* **YOUR TASK**: Reproduce each of the following rows character for character, leaving the pictures out of your answer.

* **PROVIDED MATERIAL**:
• • • •
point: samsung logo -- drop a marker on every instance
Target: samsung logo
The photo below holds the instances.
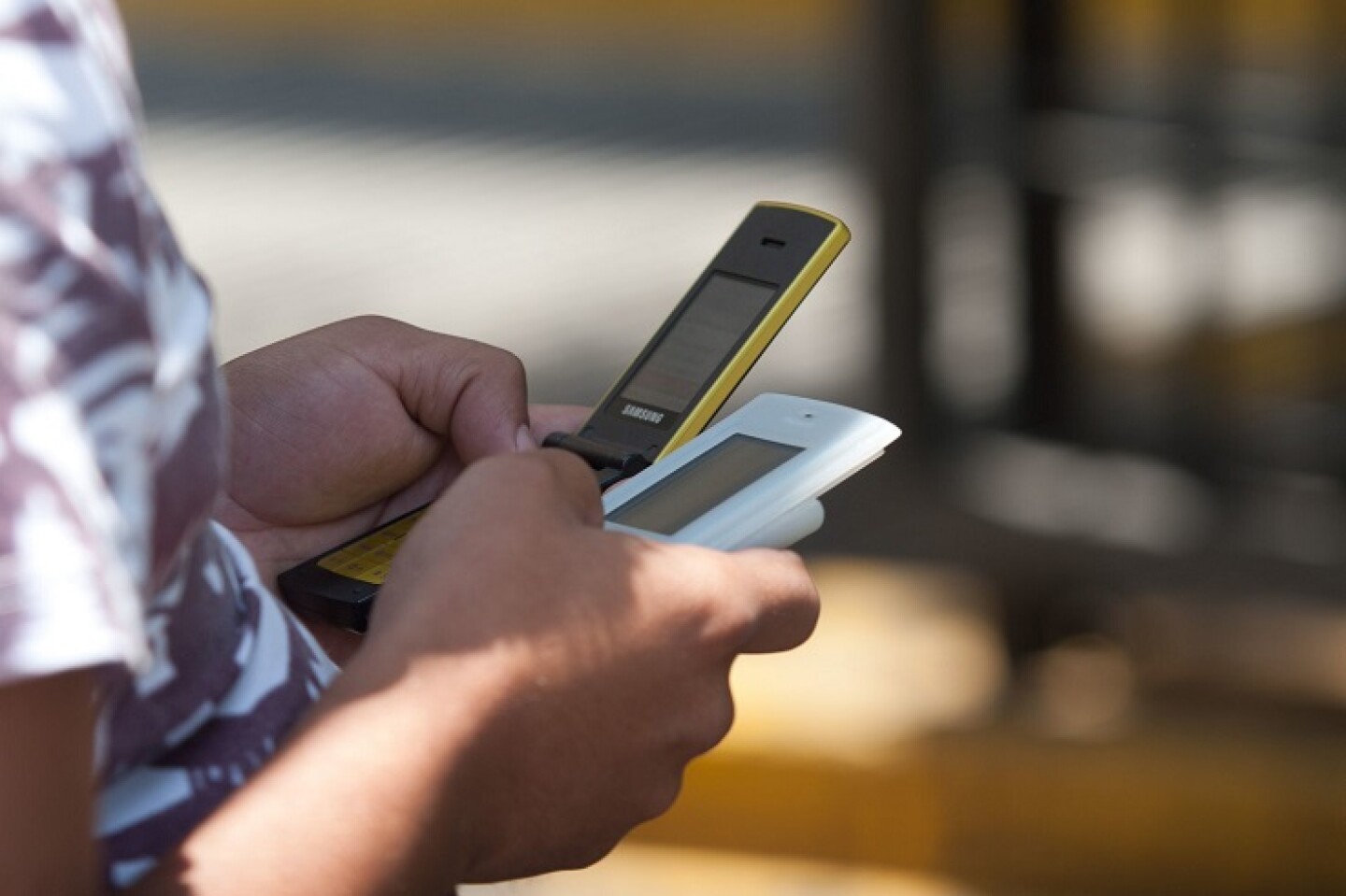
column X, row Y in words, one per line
column 642, row 413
• • • •
* **SOLUTION TO THIS EXERCISE**:
point: samsung logo -- drop a marker on every instance
Target: samsung logo
The photo below holds the instances.
column X, row Y in words, one per line
column 642, row 413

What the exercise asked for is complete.